======== Passage ========
It is to be appreciated that many modifications may be made to the above examples and embodiments without departing from the scope of the present invention as defined in the accompanying claims.

Claims (30)

1. A method of controlling an illumination source associated with a control device located in a vehicle cabin, the method comprising:

detecting a hand of a vehicle occupant within a volume of space within the vehicle cabin;

determining the relative position of the detected hand with respect to the control device; and controlling the illumination source in dependence on a distance between at least a portion of the hand and the control device being less than or equal to a predefined threshold distance.

2. The method of claim 1, comprising:

determining the relative position of the hand with respect to a control proximity boundary associated with the control device, the control proximity boundary defining a boundary offset from the control device by the predefined threshold distance; and controlling the illumination source in dependence on the position of at least a portion of the hand intersecting the control proximity boundary.

3. The method of claim 1 or 2, wherein the illumination source comprises an ONstate in which the illumination source is active, and an OFF-state in which the illumination source is not active, and the method comprises:

activating the illumination source, when the illumination source is in the OFF-state, in dependence on the distance between at least a portion of the hand and the control device being less than or equal to the predefined threshold distance; or deactivating the illumination source, when the illumination source is in the ON-state, in dependence on the distance between at least a portion of the hand and the control device being greater than or equal to the predefined threshold distance.

4. The method of any preceding claim, comprising:

monitoring the relative position of the hand with respect to the control device, and varying an intensity of illumination associated with the illumination source in dependence on the relative position of the hand with respect to the control device.

5. The method of claim 4, comprising:

increasing the intensity of illumination in dependence on a decrease of a distance associated with the relative position of the hand with respect to the control device.

6. The method of claim 4 or 5, comprising:

decreasing the intensity of illumination in dependence on an increase of a distance associated with the relative position of the hand with respect to the control device.

7. The method of any preceding claim, comprising:

determining if the hand is the vehicle occupant’s left or right hand; and controlling the illumination source in dependence on whether the hand is the vehicle occupant’s left or right hand.
======== Provided material ========
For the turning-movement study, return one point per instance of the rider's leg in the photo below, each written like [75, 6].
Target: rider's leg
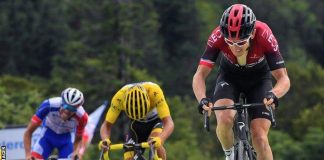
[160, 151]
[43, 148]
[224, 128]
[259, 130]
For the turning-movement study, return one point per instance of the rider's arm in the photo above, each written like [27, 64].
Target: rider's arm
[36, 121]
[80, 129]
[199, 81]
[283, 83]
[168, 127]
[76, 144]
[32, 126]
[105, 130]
========
======== Provided material ========
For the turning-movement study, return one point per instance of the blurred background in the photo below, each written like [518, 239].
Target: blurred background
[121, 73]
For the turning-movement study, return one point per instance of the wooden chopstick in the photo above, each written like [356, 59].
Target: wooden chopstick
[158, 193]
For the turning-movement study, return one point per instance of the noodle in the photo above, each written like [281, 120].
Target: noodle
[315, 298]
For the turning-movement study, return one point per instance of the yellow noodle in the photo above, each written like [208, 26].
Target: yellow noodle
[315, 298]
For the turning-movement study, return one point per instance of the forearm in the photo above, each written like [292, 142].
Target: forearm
========
▶ [Directive 1]
Which numbered claims in the vehicle illumination claims open by referring back to another claim? List their numbers.
▶ [Directive 2]
Output the portion of the vehicle illumination claims starting with "increasing the intensity" and going on through "or right hand.".

▶ [Full output 1]
2, 3, 4, 5, 6, 7

▶ [Full output 2]
increasing the intensity of illumination in dependence on a decrease of a distance associated with the relative position of the hand with respect to the control device.

6. The method of claim 4 or 5, comprising:

decreasing the intensity of illumination in dependence on an increase of a distance associated with the relative position of the hand with respect to the control device.

7. The method of any preceding claim, comprising:

determining if the hand is the vehicle occupant’s left or right hand; and controlling the illumination source in dependence on whether the hand is the vehicle occupant’s left or right hand.